PROBLEM STATEMENT: Please print the whole listing again, exactly as shown.
*** Block opens ***
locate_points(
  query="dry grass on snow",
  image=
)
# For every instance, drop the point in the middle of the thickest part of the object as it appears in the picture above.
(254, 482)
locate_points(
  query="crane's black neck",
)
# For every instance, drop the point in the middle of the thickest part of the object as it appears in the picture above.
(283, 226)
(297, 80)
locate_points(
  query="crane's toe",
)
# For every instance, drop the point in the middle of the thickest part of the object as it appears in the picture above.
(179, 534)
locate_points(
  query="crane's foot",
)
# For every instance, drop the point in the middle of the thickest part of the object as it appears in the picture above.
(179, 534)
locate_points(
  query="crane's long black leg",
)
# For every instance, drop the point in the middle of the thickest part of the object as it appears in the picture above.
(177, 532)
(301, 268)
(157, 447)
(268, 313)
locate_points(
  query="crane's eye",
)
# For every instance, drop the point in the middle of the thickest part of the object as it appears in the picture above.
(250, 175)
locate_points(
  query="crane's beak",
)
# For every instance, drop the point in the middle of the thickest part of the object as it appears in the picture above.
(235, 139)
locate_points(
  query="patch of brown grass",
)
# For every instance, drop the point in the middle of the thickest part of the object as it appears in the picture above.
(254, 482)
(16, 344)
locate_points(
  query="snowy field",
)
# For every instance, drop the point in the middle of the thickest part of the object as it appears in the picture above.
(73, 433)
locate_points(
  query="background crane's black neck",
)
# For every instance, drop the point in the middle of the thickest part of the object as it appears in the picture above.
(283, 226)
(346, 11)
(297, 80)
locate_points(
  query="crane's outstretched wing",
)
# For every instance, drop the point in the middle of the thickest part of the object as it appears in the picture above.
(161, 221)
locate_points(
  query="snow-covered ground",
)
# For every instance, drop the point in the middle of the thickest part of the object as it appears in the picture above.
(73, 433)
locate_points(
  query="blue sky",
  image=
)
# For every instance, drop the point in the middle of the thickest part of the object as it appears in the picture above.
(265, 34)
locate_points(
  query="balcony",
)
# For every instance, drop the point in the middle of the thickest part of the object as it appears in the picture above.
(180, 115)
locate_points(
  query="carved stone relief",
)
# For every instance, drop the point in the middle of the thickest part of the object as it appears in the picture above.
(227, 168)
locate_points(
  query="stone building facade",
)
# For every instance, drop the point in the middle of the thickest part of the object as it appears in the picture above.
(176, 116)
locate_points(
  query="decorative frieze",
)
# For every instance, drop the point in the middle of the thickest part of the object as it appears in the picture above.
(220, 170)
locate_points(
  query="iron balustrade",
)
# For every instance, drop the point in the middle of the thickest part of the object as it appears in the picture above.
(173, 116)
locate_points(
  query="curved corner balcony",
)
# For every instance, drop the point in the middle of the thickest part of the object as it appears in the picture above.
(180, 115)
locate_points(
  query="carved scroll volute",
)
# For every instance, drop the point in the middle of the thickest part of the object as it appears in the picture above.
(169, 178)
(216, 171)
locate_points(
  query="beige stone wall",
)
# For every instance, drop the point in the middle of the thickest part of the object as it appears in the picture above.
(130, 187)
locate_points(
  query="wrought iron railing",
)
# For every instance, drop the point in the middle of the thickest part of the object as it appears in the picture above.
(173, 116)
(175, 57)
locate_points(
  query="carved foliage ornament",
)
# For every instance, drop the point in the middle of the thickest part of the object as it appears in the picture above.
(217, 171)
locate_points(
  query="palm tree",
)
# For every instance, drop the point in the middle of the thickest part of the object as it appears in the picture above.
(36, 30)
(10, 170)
*** Block closes ***
SOLUTION FOR THIS EXERCISE:
locate_points(
  query="dry grass on snow",
  image=
)
# For every instance, drop the point in the middle of the thickest part of the object as it appears in the picture above.
(254, 482)
locate_points(
  query="crane's black neck",
)
# For every instance, drop the point in the middle of the thickest part of the object as it appears in the picture above.
(283, 226)
(297, 80)
locate_points(
  query="crane's toe",
)
# For every instance, drop the point in the middle of the thickest part of the object as it appears in the picture above.
(179, 534)
locate_points(
  query="crane's foot",
)
# For every instance, drop the point in the middle of the thickest part of the object as it appears in the picture above.
(179, 534)
locate_points(
  query="crane's long black leg",
)
# For every instance, drop the point in the middle of the thickest part of the object as it appears in the picture above.
(177, 532)
(301, 268)
(157, 447)
(268, 313)
locate_points(
  query="crane's eye",
)
# For every instance, drop the point in the middle of the thickest part of the object as it appears in the picture above.
(250, 175)
locate_points(
  query="crane's beak",
)
# For every instance, drop the point in the middle of the thickest part of the object as it appears in the picture above.
(235, 139)
locate_points(
  query="patch of brown grass",
)
# For every instance, drop the point in the middle of the thickest part of the object as it appears in the picture above.
(254, 482)
(16, 344)
locate_points(
  query="snowy field",
)
# For every instance, drop the point in the middle of the thickest part of the object as it appears in the picture above.
(73, 433)
locate_points(
  query="background crane's black neck",
)
# For every instance, drop the point in the middle of the thickest part of the object as it appears in the picture above.
(283, 226)
(346, 11)
(297, 80)
locate_points(
  query="crane's outstretched wing",
)
# For every instance, drop the point in the middle of the thickest part of the object as it appears in the picture above.
(161, 221)
locate_points(
  query="snow-covered ground",
)
# For every instance, drop the point in the middle of the thickest part of the object as it appears in the picture above.
(73, 433)
locate_points(
  query="blue sky",
  image=
)
# For every instance, drop the point in the middle of the thickest part of the object as it appears in the picture above.
(265, 34)
locate_points(
  query="balcony",
)
# For every instance, drop the point in the middle of the thickest part of the object as it appears in the picture above.
(180, 115)
locate_points(
  query="carved stone relief",
)
# For every instance, drop the point in the middle of the thickest part of the object as it appears in the picture above.
(227, 168)
locate_points(
  query="stone building facade",
)
# For every instance, drop the point in the middle of the thickest part of the object as it appears in the picture above.
(176, 116)
locate_points(
  query="decorative frieze",
)
# For every instance, drop the point in the middle of the thickest part of the object as it appears in the picture above.
(220, 170)
locate_points(
  query="iron balustrade",
)
# For every instance, drop the point in the middle of the thickest part of the object as it appears in the picture above.
(173, 116)
locate_points(
  query="curved corner balcony",
)
# For every instance, drop the point in the middle of the thickest part of the object as it appears in the picture above.
(180, 115)
locate_points(
  query="carved scroll volute",
)
# For every instance, drop the point in the middle of the thickest part of the object as it appears in the picture above.
(169, 178)
(216, 171)
locate_points(
  query="beige stone wall",
)
# For every instance, drop the point in the middle of the thickest part of the object as it appears in the picture above.
(130, 187)
locate_points(
  query="wrought iron railing",
)
# For every instance, drop the point in the middle of the thickest part of the object as it appears in the picture above.
(173, 116)
(175, 57)
locate_points(
  query="carved foliage ornament",
)
# For every instance, drop the point in the middle of the thickest part of the object as it appears in the picture above.
(217, 171)
locate_points(
  query="palm tree",
)
# For every instance, drop the point in the middle of the thickest part of the object as it appears in the picture above.
(36, 30)
(10, 170)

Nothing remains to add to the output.